[WORK TO DO]: Type out the material below exactly.

_ _ _ _ _

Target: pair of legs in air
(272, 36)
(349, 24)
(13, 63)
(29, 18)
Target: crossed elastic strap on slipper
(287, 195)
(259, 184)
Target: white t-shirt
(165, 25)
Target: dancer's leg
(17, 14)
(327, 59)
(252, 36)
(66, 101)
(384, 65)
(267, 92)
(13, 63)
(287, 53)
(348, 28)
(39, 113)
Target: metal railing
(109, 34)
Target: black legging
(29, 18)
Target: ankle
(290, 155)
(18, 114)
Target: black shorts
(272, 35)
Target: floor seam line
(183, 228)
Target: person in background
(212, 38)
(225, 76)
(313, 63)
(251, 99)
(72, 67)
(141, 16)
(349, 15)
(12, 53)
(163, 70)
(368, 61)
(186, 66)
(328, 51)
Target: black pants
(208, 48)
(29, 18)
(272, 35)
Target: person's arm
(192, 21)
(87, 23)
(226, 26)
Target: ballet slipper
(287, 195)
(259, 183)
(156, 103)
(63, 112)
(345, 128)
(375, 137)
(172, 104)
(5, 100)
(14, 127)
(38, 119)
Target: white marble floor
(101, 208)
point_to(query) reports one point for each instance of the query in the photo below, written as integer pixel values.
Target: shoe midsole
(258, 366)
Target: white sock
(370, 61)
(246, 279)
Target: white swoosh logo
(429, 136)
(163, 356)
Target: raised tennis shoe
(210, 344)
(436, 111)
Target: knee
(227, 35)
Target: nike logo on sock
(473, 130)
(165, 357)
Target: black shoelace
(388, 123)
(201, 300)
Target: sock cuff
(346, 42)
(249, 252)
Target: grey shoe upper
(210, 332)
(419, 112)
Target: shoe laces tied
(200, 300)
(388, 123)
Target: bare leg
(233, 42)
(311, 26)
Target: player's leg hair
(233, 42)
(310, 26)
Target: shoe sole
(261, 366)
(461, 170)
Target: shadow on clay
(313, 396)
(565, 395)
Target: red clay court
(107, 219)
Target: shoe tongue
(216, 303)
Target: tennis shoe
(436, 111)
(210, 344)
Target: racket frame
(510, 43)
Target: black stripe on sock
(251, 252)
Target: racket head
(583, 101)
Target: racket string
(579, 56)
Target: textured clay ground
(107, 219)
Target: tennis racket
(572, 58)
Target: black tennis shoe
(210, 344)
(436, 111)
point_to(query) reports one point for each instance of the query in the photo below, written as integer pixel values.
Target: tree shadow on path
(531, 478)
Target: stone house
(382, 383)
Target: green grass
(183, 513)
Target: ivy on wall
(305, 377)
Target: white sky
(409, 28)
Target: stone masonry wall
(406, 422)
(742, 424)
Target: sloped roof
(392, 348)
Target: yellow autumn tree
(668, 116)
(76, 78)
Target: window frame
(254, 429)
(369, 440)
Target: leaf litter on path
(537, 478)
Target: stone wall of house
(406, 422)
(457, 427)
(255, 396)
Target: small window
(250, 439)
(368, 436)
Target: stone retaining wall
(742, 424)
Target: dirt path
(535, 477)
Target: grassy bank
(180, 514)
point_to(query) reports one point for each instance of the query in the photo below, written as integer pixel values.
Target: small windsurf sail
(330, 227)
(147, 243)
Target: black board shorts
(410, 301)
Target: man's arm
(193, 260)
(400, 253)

_ _ _ _ _

[SOLUTION FOR THIS TASK]:
Target: pair of legs in air
(272, 36)
(349, 24)
(13, 63)
(29, 18)
Target: crossed elastic strap on slipper
(287, 195)
(259, 184)
Target: white t-shirt
(165, 25)
Target: dancer's leg
(17, 14)
(327, 59)
(252, 36)
(66, 101)
(384, 65)
(267, 92)
(13, 63)
(287, 53)
(348, 28)
(39, 113)
Target: metal railing
(109, 34)
Target: black legging
(29, 18)
Target: ankle
(290, 155)
(18, 114)
Target: black shorts
(272, 35)
Target: floor seam line
(183, 228)
Target: person in background
(212, 38)
(225, 76)
(313, 63)
(251, 99)
(72, 67)
(141, 16)
(349, 15)
(12, 53)
(163, 70)
(368, 61)
(186, 66)
(328, 51)
Target: black pants
(208, 48)
(29, 18)
(272, 35)
Target: person's arm
(192, 21)
(87, 23)
(226, 26)
Target: ballet slipper
(287, 195)
(259, 183)
(156, 103)
(63, 112)
(345, 128)
(375, 137)
(172, 104)
(5, 100)
(14, 127)
(38, 119)
Target: white marble floor
(101, 208)
point_to(query) reports one point for each instance of the query in the photo below, written as integer pixel values.
Target: shoe midsole
(258, 366)
Target: white sock
(370, 61)
(246, 279)
Target: white swoosh logo
(429, 136)
(163, 356)
Target: raised tennis shoe
(210, 344)
(436, 111)
Target: knee
(227, 35)
Target: nike logo on sock
(473, 130)
(165, 357)
Target: black shoelace
(388, 123)
(201, 300)
Target: sock cuff
(346, 42)
(249, 252)
Target: grey shoe upper
(210, 332)
(419, 112)
Target: shoe laces tied
(200, 300)
(388, 123)
Target: bare leg
(233, 42)
(311, 26)
Target: player's leg hair
(233, 42)
(310, 26)
Target: shoe sole
(261, 366)
(461, 170)
Target: shadow on clay
(313, 396)
(565, 395)
Target: red clay court
(107, 219)
Target: shoe tongue
(216, 303)
Target: tennis shoe
(436, 111)
(210, 344)
Target: racket frame
(510, 43)
Target: black stripe on sock
(251, 252)
Target: racket head
(583, 101)
Target: racket string
(579, 56)
Target: textured clay ground
(107, 219)
Target: tennis racket
(572, 58)
Target: black tennis shoe
(210, 344)
(436, 111)
point_to(query) reports one point for each instance of the query in the photo below, written as integer pixel values.
Target: tree shadow on path
(531, 478)
Target: stone house
(382, 383)
Target: green grass
(183, 513)
Target: ivy on wall
(305, 377)
Target: white sky
(409, 28)
Target: stone masonry wall
(406, 422)
(742, 424)
Target: sloped roof
(392, 348)
Target: yellow autumn tree
(668, 116)
(76, 78)
Target: window frame
(254, 429)
(369, 440)
Target: leaf litter on path
(537, 478)
Target: stone wall of house
(406, 422)
(457, 427)
(255, 396)
Target: small window
(250, 439)
(368, 436)
Target: stone retaining wall
(742, 424)
Target: dirt path
(535, 477)
Target: grassy bank
(180, 514)
point_to(query) reports one point for each instance of the query in the photo below, written as integer pixel values.
Target: small windsurf sail
(330, 227)
(147, 243)
Target: black board shorts
(410, 301)
Target: man's arm
(193, 260)
(400, 253)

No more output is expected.